## Passage shown
Be aware of Satan's strategy. That's point one of the three point plan for escaping the trap of temptation. Point two is this:

2. Be aware of our vulnerability to Satan's subtle strategy

Look at what happens to Eve.

She gets drawn into debate. Verse 2:

The woman said to the serpent, 'We may eat fruit from the trees in the garden…'

And as a result of listening to Satan and taking him seriously, she immediately starts discussing on Satan's terms. She seems to start to see God's law as imprisoning and not liberating as in fact it is. Verse 3:

… but God did say, 'You must not eat fruit from the tree that is in the middle of the garden, and you must not touch it, or you will die.

And with this new mind set, full of negativity about God, she's started to exaggerate the restrictions of God's rule. The Lord God had said nothing about touching the tree - just eating the fruit.

And she listens with new respect to Satan's lies, and now she sees in sin the promise of satisfaction, pleasure and profit. And then, all resistance to Satan's lies gone, she decides to disobey the Lord God. Verse 6:

When the woman saw that the fruit of the tree was good for food and pleasing to the eye, and also desirable for gaining wisdom, she took some and ate it.

But we already know that the whole garden is stocked full of trees that are pleasing to the eye and good for food. She rebels to get what she's already got, and loses everything. The one thing she gains is a painful insight into her shameful plight. And that kind of wisdom is just a terrible burden.

Then lastly, so as not to be alone in her revolution, she drags Adam down with her:

She also gave some to her husband, who was with her, and he ate it.

Adam is absolutely no better, and if anything even more to blame. He was with her. The God given order of headship and helpership is turned upside down. He abdicates his responsibility. He ignores God's direct command. He too decides to disobey.

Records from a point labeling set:

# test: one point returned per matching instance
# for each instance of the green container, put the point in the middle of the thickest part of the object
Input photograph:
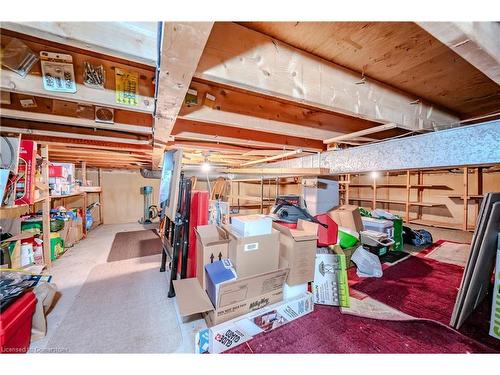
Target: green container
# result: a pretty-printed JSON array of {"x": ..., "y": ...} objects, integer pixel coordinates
[
  {"x": 347, "y": 238},
  {"x": 398, "y": 234},
  {"x": 56, "y": 245}
]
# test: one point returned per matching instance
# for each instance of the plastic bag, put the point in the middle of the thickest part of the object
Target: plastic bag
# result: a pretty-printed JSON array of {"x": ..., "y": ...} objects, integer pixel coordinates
[{"x": 368, "y": 264}]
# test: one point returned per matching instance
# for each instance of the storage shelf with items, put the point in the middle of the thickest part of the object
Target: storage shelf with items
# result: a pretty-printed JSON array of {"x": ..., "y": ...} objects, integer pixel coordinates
[{"x": 413, "y": 189}]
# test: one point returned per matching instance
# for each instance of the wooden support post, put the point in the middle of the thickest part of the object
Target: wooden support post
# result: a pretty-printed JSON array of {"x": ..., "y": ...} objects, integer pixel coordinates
[
  {"x": 374, "y": 198},
  {"x": 420, "y": 181},
  {"x": 466, "y": 198},
  {"x": 407, "y": 207},
  {"x": 46, "y": 208},
  {"x": 262, "y": 195},
  {"x": 84, "y": 173},
  {"x": 479, "y": 191},
  {"x": 101, "y": 194},
  {"x": 346, "y": 200}
]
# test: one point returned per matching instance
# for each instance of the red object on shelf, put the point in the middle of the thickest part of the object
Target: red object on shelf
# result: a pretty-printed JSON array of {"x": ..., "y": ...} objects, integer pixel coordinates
[
  {"x": 288, "y": 225},
  {"x": 15, "y": 324},
  {"x": 55, "y": 171},
  {"x": 327, "y": 236},
  {"x": 25, "y": 186},
  {"x": 198, "y": 215}
]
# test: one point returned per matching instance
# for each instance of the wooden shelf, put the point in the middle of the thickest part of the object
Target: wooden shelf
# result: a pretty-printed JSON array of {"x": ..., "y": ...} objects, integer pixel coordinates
[
  {"x": 440, "y": 224},
  {"x": 67, "y": 196},
  {"x": 90, "y": 189},
  {"x": 420, "y": 204},
  {"x": 460, "y": 196},
  {"x": 249, "y": 198},
  {"x": 421, "y": 186}
]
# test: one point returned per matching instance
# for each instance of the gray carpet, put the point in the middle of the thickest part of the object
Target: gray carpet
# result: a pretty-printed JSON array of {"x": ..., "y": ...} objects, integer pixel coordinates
[
  {"x": 135, "y": 244},
  {"x": 121, "y": 308}
]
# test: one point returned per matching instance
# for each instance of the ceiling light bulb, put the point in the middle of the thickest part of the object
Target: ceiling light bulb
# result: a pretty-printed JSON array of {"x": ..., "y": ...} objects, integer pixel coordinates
[{"x": 205, "y": 167}]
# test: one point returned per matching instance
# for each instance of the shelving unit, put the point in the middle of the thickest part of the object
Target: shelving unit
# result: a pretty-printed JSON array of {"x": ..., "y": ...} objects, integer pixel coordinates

## Written tasks
[a] According to the sermon passage, what had the Lord God said nothing about?
[b] Transcribe the sermon passage, starting at "Be aware of Satan's" and ending at "happens to Eve.".

## Answer set
[a] Touching the tree. He had spoken only about eating the fruit.

[b]
Be aware of Satan's strategy. That's point one of the three point plan for escaping the trap of temptation. Point two is this:

2. Be aware of our vulnerability to Satan's subtle strategy

Look at what happens to Eve.